**EXTRACT TO READ:**
The problem? The nerf to roads a while back means you’re basically paying for the privilege of being slightly faster while having no economy. They are the tribe for people who think “culture wins” in a game about conquest.

  • Best for: Players who want to build the Roman Empire but forgot the “legions” part.
  • Sarcastic Take: “You move fast. You also die fast. It’s like being a mosquito.”

Oumaji

You start with Riders. Horsies! You can explore quickly and grab ruins.

However, you have zero economic direction. You’re basically a barbarian tribe that relies on stealing from others. If the map is big and everyone is far away, you’re just riding around in circles accomplishing nothing.

  • Best for: Aggressive early-game rushers.
  • Sarcastic Take: “All gas, no brakes. Also, no food. Or shelter. Or plan.”

Aquarion

The fish people. They have a unique playstyle with Tridentions, and they get free diving. But their tech tree is a mess.

To be good, you need to buy Fishing and then Aquatism, and by the time you’re spearing people, the Bardur player has already launched a satellite. They are fun, but “fun” doesn’t win ranked games.

  • Best for: Players who think mermaids are under-represented in war games.
  • Sarcastic Take: “They live underwater because they’re hiding from how bad their early game is.”

C-Tier: The “Why Are You Doing This to Yourself?”

These tribes are hard mode. They require very specific conditions or a very forgiving opponent (i.e., your little sibling).

Polaris

Ice magic! They freeze tiles! They get Gaamis!

**BRIEF:**
Pick up the tribe tier list right after the Polaris line "They get Gaamis!" and keep writing it in the same sarcastic style. The lines that come next aren't needed for anything here.

**RECORD EXCERPTS:**
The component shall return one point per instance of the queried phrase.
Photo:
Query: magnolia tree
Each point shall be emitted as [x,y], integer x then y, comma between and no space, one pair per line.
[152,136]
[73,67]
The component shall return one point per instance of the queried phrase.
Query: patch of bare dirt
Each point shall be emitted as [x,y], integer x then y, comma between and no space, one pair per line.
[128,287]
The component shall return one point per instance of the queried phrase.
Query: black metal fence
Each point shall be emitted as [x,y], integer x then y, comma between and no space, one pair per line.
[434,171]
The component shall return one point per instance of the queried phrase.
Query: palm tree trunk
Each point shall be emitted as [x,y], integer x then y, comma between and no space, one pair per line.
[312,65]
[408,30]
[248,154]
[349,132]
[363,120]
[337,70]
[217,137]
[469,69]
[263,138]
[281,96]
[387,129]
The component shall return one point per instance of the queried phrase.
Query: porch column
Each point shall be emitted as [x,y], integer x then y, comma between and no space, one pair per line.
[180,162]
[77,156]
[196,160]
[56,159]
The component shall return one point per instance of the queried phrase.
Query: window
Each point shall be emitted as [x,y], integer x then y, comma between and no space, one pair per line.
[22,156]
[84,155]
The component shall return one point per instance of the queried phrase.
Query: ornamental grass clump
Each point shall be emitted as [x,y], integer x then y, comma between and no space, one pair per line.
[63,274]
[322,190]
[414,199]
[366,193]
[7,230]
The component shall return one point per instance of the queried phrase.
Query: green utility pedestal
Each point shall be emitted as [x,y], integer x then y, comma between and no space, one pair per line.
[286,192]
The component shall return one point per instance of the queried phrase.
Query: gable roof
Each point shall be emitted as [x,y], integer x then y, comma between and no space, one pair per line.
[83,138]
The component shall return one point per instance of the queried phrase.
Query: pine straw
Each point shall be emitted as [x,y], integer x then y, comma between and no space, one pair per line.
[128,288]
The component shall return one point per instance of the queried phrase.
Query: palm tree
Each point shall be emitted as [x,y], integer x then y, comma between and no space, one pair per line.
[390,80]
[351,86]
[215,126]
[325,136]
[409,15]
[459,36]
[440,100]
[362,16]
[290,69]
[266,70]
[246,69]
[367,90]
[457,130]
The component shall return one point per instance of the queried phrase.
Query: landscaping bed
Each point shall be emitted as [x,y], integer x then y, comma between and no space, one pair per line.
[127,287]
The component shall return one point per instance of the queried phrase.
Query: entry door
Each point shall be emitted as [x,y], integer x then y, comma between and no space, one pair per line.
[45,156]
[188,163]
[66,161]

**ANSWER AREA:**
The issue is that they are so unique that they break the standard rules. They don’t play the same game as everyone else. This makes them terrifying in the right hands, but if you don’t know the exact order to press buttons, your economy will freeze faster than their tiles.

  • Best for: Experts who have 500+ hours and want to flex.
  • Sarcastic Take: “Elsa built a civilization. It went poorly.”

Xin-Xi

You start with Climbing. You can see further from mountains. That’s it. That’s the bonus.

While this is a gateway to better tech, your early game city upgrades are going to be slower than a snail on tranquilizers.

  • Best for: Beginners who haven’t unlocked anyone else yet.
  • Sarcastic Take: “You can see the enemy coming to kill you from farther away. Enjoy watching your demise in slow motion.”

D-Tier: The “Masochist’s Delight”

At this point, you’re not trying to win. You’re trying to send a message.

Vengir

You start with Swordsmen. On paper: “Ooh, strong units!” In reality: You have the worst economy in the game. You have no resources. Your land looks like a parking lot.

If you don’t immediately kill someone in the first 5 turns, you lose. Period. You are a glass cannon made of rusty metal.

  • Best for: Trolls and save-scummers.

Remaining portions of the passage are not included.